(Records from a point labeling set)
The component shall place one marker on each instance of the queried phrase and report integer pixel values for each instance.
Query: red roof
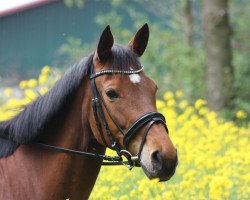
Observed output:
(8, 7)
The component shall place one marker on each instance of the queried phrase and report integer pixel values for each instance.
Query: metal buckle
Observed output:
(130, 160)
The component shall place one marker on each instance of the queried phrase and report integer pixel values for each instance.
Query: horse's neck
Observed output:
(51, 175)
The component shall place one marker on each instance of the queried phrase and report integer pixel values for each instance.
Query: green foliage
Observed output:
(168, 60)
(71, 3)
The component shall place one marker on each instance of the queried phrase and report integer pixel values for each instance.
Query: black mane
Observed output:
(42, 113)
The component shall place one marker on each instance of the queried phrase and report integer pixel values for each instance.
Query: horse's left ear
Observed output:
(139, 42)
(105, 44)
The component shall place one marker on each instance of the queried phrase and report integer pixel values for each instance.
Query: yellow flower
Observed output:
(42, 79)
(241, 114)
(171, 102)
(168, 95)
(45, 69)
(160, 104)
(30, 94)
(8, 92)
(179, 93)
(183, 104)
(32, 83)
(23, 84)
(199, 103)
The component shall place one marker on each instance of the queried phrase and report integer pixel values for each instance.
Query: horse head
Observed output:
(125, 116)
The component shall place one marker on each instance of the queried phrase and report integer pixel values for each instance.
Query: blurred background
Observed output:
(201, 47)
(198, 53)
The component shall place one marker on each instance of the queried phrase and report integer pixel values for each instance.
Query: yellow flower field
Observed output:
(214, 154)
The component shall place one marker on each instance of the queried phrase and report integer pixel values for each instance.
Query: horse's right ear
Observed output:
(105, 44)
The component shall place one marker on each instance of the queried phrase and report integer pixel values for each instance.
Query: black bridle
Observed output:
(148, 120)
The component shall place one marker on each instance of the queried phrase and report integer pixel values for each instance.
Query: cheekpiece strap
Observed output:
(113, 71)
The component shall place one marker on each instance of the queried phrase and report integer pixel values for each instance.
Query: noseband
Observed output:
(148, 120)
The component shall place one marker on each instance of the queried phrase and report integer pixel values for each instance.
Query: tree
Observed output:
(219, 69)
(188, 22)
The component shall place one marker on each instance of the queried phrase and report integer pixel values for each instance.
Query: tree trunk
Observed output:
(219, 69)
(188, 22)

(REQUIRED WORK): The listing above must be printed again exactly, minus its pictures.

(CORRECT OUTPUT):
The component shall place one marker on each instance of the queried phrase and report integer pixel values for each instance.
Query: red roof
Observed output:
(8, 7)
The component shall place one marker on each instance of the queried phrase and report integer pixel values for each instance.
Query: metal buckle
Observed output:
(130, 160)
The component shall place one marker on each instance of the queried phrase and report integer pixel values for each instance.
Query: horse's neck
Observed output:
(51, 175)
The component shall place one marker on each instance of the queried phrase and report integer pixel values for each instance.
Query: green foliage
Observed output:
(168, 60)
(71, 3)
The component shall place one marker on each instance of the queried phrase and report integer pixel values for each instance.
Query: black mane
Observed output:
(42, 113)
The component shall place one marker on each instance of the queried phrase and report integer pixel values for each instance.
Query: horse's left ear
Observed output:
(139, 42)
(105, 44)
The component shall place one marker on each instance of the queried phrase and report integer pixel values for each instance.
Query: yellow flower
Observed output:
(42, 79)
(241, 114)
(171, 102)
(168, 95)
(45, 69)
(160, 104)
(30, 94)
(8, 92)
(179, 93)
(183, 104)
(32, 83)
(23, 84)
(199, 103)
The component shall place one marker on each instance of the queried phrase and report integer pixel values for each instance.
Query: horse head
Observed output:
(125, 116)
The component shall place one marker on each instance of the queried phrase and report integer pixel values for each instance.
Query: blurred background
Observed output:
(201, 47)
(198, 53)
The component shall place one marker on each instance of the queried phrase and report integer pixel values for each instance.
Query: yellow flower field
Observed output:
(214, 154)
The component shall place one marker on each instance of the queried phrase and report integer pixel values for each instance.
Query: horse's right ear
Observed output:
(105, 44)
The component shall place one marker on each instance of the queried phrase and report integer pixel values for each instance.
Query: black bridle
Observed output:
(148, 120)
The component shall place one marker on each instance of the queried phrase and report integer pixel values for each instance.
Query: cheekpiece strap
Observed output:
(113, 71)
The component shall place one marker on each instance of the queried phrase and report integer pixel values for each instance.
Query: noseband
Observed output:
(148, 120)
The component shall place one marker on each instance of the queried phrase and report integer pixel values for each instance.
Query: tree
Observed output:
(219, 69)
(188, 22)
The component shall place one marker on each instance of the queried phrase and report integer pixel values for each instance.
Query: tree trunk
Observed output:
(219, 69)
(188, 22)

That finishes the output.